---- Материал для задания

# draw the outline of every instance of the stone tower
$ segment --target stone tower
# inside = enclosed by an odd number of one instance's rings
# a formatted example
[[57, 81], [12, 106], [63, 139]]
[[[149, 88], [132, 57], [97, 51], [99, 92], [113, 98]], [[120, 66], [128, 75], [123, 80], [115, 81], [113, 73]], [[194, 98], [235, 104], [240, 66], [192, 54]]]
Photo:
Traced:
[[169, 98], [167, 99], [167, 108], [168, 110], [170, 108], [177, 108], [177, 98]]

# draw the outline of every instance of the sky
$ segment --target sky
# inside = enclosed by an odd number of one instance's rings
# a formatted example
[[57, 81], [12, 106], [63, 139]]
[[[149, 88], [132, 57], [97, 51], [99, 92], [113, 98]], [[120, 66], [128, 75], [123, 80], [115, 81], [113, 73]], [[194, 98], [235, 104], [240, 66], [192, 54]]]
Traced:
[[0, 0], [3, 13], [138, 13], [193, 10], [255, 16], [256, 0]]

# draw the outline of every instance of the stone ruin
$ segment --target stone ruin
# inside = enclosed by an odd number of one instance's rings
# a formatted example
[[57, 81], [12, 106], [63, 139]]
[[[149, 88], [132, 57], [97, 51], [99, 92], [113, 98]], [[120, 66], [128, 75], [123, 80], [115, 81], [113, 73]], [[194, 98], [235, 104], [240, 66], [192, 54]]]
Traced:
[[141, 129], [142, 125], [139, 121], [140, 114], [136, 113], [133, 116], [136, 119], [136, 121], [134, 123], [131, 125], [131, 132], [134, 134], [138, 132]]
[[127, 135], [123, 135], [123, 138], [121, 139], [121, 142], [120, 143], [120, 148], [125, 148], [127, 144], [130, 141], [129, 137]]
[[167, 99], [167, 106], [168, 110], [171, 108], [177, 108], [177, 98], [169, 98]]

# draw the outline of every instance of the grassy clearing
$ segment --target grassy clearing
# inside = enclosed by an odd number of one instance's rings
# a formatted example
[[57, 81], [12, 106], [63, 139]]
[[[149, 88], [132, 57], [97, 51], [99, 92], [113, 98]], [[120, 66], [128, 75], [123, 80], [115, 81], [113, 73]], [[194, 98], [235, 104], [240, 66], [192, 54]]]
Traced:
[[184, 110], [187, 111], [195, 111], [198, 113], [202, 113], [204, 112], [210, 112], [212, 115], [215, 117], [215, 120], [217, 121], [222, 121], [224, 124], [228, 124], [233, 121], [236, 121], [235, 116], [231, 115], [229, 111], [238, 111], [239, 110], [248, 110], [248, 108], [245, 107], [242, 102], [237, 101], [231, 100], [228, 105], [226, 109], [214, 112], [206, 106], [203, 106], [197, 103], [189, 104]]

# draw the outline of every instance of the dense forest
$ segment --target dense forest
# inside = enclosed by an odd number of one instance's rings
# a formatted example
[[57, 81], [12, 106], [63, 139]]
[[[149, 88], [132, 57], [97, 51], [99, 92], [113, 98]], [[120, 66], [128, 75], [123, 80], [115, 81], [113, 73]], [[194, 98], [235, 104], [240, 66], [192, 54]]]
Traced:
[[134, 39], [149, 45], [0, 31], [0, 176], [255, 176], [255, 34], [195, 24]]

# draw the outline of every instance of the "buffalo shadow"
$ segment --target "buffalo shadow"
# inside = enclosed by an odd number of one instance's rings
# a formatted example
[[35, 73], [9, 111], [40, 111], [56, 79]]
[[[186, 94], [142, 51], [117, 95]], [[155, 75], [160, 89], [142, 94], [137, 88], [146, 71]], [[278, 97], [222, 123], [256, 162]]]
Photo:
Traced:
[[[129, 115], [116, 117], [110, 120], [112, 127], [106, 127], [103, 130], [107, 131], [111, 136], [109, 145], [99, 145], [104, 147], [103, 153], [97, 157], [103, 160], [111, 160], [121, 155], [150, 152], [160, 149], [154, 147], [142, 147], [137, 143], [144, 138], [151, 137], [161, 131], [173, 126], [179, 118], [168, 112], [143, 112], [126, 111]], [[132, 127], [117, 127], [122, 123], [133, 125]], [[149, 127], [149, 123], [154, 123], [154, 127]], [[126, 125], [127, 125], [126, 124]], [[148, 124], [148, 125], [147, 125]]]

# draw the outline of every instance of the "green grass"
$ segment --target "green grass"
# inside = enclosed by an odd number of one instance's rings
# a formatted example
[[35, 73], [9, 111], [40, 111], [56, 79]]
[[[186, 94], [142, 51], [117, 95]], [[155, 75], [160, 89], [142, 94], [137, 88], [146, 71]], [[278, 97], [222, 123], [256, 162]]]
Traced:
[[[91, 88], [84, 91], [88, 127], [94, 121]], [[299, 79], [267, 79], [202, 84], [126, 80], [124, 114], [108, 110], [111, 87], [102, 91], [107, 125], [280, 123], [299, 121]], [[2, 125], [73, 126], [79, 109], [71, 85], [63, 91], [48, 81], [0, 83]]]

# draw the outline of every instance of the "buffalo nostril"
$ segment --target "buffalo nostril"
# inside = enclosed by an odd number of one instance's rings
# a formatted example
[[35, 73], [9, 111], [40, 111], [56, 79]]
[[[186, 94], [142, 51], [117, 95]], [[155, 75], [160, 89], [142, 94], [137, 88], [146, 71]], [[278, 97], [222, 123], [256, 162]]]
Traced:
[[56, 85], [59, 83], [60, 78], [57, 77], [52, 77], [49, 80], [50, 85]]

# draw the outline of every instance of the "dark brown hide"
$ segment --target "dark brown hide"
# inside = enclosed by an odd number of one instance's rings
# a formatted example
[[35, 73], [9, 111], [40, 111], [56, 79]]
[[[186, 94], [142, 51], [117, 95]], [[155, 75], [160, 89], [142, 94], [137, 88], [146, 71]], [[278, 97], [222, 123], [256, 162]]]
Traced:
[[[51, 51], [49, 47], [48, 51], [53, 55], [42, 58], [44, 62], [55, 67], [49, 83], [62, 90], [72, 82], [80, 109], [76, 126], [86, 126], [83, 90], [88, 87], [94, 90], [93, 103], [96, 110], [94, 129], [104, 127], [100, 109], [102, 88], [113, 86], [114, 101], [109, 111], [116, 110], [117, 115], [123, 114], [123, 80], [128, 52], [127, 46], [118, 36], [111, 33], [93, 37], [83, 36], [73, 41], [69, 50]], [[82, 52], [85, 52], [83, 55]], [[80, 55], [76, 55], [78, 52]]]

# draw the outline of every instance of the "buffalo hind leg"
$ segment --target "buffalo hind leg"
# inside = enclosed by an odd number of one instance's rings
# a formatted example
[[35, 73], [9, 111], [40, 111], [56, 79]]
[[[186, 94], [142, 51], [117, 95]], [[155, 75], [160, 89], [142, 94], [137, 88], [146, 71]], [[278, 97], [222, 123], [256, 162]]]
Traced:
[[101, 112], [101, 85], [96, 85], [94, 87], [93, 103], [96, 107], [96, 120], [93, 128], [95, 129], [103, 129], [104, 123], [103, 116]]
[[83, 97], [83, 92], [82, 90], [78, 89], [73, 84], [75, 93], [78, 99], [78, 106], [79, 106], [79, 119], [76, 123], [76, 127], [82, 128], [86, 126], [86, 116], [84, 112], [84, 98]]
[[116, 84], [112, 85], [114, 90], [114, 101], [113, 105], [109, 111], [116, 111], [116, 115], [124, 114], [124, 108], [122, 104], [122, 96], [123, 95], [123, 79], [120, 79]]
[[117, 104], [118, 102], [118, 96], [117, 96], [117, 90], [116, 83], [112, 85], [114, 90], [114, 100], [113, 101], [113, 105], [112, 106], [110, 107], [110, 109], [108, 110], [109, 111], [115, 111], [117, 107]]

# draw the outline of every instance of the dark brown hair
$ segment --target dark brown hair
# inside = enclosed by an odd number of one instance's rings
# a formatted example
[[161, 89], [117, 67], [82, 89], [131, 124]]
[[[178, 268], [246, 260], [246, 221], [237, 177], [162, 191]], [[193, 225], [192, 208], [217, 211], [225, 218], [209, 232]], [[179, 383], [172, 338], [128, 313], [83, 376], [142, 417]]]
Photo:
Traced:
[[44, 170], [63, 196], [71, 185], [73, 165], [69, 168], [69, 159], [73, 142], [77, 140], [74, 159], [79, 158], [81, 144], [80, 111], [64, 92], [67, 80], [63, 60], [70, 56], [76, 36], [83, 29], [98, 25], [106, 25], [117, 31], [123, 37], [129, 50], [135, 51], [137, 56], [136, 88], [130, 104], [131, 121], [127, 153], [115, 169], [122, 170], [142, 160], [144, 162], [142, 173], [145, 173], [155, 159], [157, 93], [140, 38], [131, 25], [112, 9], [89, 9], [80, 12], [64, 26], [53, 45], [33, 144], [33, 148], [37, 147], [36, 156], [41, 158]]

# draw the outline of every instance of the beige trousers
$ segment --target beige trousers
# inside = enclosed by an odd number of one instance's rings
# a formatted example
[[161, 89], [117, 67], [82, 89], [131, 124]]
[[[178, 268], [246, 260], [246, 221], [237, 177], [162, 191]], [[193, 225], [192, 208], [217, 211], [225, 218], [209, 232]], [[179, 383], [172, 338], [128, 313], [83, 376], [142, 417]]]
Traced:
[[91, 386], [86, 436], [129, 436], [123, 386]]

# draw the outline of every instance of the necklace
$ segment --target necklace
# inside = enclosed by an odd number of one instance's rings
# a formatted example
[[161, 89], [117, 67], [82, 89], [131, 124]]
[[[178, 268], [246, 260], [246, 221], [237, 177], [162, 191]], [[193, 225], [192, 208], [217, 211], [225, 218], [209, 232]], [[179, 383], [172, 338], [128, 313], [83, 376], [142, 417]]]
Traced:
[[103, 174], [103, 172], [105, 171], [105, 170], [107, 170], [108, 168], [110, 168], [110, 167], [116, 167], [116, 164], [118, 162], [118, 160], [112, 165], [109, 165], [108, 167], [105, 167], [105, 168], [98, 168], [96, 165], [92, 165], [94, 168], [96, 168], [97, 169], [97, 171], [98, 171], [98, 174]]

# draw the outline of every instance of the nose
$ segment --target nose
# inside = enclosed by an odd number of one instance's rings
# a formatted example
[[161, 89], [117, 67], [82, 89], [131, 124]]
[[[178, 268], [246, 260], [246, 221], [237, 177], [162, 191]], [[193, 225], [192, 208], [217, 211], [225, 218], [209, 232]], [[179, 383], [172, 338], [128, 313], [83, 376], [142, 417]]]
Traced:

--------

Ваша задача: Преврати в таблицу Markdown со столбцами «Номер» и «Строка» только часть строк: начни со строки, где есть "# draw the outline of every instance of the nose", и закончи последней строкой, обе включительно. Пустые строки пропусти.

Результат выполнения:
| Номер | Строка |
|---|---|
| 1 | # draw the outline of every instance of the nose |
| 2 | $ segment --target nose |
| 3 | # inside = enclosed by an odd number of one instance's rings |
| 4 | # a formatted example |
| 5 | [[161, 89], [117, 67], [82, 89], [131, 124]] |
| 6 | [[[178, 268], [246, 260], [246, 221], [237, 177], [162, 191]], [[193, 225], [192, 208], [217, 211], [225, 218], [209, 232]], [[179, 383], [172, 338], [128, 313], [83, 376], [142, 417]]] |
| 7 | Traced: |